Point annotations for photos
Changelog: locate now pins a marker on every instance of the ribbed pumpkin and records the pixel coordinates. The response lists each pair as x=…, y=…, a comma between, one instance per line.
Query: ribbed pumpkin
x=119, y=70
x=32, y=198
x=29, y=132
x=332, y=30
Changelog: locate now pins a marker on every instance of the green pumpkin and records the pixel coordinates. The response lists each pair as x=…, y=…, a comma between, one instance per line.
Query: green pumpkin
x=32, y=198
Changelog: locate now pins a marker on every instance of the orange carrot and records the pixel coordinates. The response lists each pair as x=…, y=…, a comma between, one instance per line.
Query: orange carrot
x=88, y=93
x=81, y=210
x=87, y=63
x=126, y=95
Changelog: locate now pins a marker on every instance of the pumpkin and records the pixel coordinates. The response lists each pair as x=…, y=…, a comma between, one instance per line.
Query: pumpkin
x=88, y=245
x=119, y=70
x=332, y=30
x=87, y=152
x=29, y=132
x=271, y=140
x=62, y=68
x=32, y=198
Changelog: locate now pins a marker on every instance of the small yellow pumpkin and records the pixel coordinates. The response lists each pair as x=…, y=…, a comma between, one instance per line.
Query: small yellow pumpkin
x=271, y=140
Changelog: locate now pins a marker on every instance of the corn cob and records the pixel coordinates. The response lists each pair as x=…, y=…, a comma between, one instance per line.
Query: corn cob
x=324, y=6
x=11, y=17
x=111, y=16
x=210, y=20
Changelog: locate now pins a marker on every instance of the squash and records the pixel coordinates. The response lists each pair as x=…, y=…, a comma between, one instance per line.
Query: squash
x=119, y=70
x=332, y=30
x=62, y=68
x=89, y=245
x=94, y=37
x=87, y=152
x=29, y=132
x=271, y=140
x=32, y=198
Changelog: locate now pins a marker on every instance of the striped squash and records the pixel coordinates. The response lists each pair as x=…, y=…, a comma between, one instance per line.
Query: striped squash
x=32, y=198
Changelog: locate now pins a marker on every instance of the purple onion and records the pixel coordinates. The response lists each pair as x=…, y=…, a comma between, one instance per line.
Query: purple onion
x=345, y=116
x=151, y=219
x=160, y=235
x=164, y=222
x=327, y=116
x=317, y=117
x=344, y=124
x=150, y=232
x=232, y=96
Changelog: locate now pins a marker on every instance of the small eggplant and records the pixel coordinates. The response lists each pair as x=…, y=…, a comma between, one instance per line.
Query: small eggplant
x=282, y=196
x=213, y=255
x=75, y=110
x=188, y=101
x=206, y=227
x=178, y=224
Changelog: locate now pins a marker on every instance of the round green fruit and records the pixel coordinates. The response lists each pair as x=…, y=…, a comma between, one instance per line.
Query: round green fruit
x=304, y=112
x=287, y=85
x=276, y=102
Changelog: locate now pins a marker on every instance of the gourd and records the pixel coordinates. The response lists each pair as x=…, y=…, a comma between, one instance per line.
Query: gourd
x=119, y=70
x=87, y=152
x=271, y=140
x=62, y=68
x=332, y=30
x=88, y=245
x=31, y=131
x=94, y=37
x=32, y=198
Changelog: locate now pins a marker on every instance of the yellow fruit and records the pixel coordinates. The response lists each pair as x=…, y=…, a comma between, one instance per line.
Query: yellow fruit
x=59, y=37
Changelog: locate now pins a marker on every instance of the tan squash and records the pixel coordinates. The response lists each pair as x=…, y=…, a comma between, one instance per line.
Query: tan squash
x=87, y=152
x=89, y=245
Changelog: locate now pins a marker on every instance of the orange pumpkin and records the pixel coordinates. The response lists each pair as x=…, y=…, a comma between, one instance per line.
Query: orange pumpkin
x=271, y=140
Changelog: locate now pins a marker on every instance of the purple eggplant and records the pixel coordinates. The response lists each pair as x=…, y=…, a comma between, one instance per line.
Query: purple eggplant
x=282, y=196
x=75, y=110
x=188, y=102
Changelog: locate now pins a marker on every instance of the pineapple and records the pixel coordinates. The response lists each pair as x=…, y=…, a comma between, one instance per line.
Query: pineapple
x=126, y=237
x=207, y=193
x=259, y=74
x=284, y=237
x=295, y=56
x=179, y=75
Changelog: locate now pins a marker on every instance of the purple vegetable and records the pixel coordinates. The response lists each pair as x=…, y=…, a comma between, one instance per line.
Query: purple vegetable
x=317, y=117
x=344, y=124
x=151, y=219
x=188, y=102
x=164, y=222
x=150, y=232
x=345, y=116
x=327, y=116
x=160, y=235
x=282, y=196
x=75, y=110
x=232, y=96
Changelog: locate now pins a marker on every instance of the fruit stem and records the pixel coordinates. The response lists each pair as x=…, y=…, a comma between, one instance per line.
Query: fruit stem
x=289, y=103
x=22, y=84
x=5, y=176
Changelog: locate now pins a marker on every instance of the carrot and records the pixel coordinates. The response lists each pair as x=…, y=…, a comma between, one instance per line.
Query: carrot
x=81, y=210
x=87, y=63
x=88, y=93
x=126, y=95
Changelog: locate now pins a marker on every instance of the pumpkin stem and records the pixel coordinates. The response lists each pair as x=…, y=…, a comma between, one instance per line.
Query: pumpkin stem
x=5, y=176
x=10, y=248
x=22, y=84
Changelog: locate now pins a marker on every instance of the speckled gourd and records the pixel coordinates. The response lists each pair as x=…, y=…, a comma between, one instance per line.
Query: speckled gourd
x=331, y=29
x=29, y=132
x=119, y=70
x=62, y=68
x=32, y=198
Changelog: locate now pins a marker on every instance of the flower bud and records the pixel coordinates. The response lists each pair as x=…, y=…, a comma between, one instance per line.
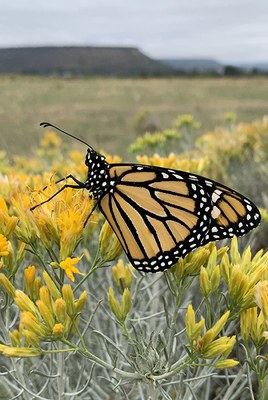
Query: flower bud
x=58, y=330
x=60, y=310
x=7, y=286
x=81, y=302
x=25, y=303
x=228, y=363
x=55, y=293
x=46, y=313
x=68, y=296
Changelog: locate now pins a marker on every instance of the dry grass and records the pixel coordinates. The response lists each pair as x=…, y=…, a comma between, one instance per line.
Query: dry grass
x=102, y=110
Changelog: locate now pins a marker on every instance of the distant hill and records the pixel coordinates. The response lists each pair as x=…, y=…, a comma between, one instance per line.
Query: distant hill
x=117, y=61
x=193, y=65
x=261, y=66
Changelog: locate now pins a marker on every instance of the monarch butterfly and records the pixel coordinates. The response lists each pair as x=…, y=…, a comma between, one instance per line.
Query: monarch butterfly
x=160, y=214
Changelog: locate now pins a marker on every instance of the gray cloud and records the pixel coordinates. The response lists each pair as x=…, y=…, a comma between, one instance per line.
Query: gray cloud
x=228, y=30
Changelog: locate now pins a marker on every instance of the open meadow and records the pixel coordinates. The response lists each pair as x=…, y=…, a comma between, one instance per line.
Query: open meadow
x=103, y=110
x=80, y=316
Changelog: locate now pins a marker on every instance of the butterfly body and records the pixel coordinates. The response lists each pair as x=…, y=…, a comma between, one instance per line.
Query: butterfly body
x=160, y=214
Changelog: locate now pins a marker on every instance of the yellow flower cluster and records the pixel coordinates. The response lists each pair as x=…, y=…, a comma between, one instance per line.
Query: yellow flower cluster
x=240, y=144
x=207, y=346
x=241, y=274
x=46, y=313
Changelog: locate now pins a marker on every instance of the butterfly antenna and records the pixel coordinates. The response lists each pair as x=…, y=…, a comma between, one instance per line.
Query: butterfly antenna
x=46, y=124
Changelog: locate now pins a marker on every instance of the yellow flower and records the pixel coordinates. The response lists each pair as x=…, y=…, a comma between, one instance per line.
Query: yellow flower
x=241, y=274
x=7, y=286
x=228, y=363
x=3, y=246
x=253, y=325
x=26, y=230
x=68, y=266
x=58, y=330
x=7, y=223
x=193, y=329
x=261, y=296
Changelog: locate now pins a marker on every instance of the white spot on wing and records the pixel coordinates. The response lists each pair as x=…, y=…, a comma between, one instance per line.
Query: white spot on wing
x=215, y=212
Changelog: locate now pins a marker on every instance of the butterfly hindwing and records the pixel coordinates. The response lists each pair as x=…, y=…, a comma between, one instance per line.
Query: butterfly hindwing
x=157, y=215
x=160, y=215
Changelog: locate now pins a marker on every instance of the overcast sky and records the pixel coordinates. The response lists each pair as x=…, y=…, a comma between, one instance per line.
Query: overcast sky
x=226, y=30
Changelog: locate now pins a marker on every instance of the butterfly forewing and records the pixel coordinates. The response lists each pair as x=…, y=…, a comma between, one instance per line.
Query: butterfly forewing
x=157, y=215
x=160, y=215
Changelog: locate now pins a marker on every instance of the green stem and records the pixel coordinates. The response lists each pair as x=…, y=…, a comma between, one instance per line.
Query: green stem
x=95, y=359
x=60, y=378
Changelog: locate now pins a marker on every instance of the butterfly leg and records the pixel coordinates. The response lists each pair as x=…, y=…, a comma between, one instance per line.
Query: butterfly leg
x=91, y=212
x=81, y=186
x=70, y=176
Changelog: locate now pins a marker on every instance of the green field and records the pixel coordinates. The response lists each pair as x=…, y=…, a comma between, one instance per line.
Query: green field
x=102, y=110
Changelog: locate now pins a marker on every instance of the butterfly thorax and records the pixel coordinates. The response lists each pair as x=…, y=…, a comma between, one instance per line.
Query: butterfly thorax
x=98, y=181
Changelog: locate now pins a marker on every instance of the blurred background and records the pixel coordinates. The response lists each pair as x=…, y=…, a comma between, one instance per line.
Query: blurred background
x=110, y=71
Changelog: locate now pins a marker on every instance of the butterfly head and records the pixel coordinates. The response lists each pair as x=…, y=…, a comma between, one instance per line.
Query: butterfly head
x=97, y=180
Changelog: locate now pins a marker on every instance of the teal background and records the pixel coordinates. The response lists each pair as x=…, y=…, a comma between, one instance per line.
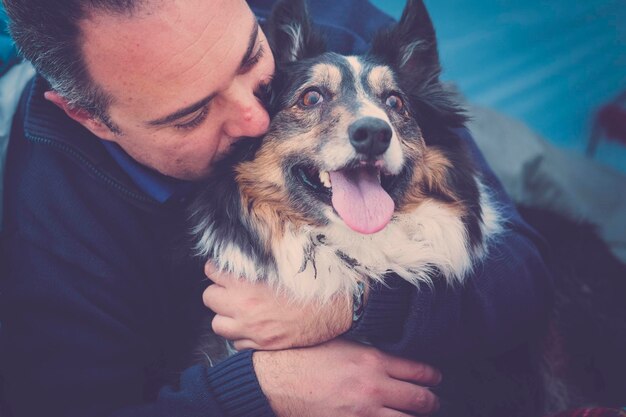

Written task
Print the lines of the records verbatim, from the line containing "of the white" up to and including the line containing "x=226, y=30".

Solution
Changelog: locate now pins a marker on every instance of the white spot on wing and records the pixel coordinates. The response lists each pair as x=…, y=…, a comma between, one instance per line.
Query: white spot on wing
x=215, y=212
Changelog: locate now pins a marker on every instance of the butterfly hindwing and records the pixel coordinates. The response lists each pair as x=…, y=…, a comma between, one instance per line.
Query: butterfly hindwing
x=157, y=215
x=160, y=215
Changelog: locate now pins a marker on every instance of the overcast sky and records the pixel coordinates. The response lists each pair as x=…, y=…, a comma between, one instance per line.
Query: overcast sky
x=226, y=30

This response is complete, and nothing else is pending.